> **Task description**
Below are some records. Write out exactly their lines from the one with "[ ] a keypoint on each instance of the white" through the one with "Query: firefighter turnout jacket", and leave the pictures behind.

> **Data provided**
☆ ☆ ☆ ☆
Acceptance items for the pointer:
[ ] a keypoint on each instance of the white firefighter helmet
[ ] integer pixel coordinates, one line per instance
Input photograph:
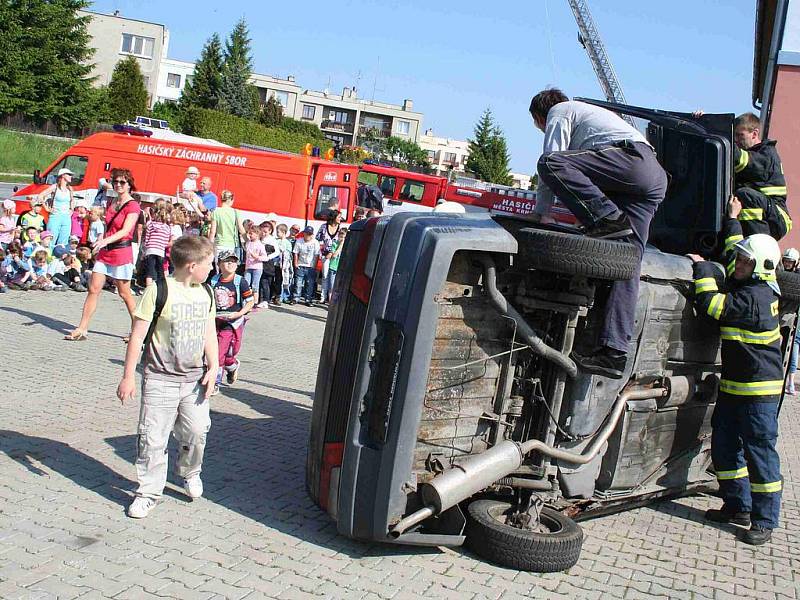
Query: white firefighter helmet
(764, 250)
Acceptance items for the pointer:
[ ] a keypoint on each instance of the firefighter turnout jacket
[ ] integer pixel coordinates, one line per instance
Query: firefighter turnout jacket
☆ ☆ ☆ ☆
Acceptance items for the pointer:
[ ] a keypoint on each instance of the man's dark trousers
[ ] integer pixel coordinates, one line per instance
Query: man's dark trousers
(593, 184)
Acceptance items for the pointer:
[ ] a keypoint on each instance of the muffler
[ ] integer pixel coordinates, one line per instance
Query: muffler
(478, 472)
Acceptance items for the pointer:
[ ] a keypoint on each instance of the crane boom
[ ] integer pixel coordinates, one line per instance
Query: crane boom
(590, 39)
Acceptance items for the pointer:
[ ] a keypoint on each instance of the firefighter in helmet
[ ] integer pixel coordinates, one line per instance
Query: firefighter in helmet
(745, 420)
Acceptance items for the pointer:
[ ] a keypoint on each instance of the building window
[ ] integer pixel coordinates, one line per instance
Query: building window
☆ ☆ ☆ ☆
> **Output for this exercise**
[ ] a keypoint on each instance of the white firefighter helmet
[ ] integer pixel coordinates, one line per instance
Input photograph:
Query: white firefighter helmet
(764, 250)
Acceptance items for the pointer:
[ ] a keypoint on each instance of the firefighter turnout jacket
[ ] integer pixel coordinates, one line per instance
Query: firefighter turnout jacket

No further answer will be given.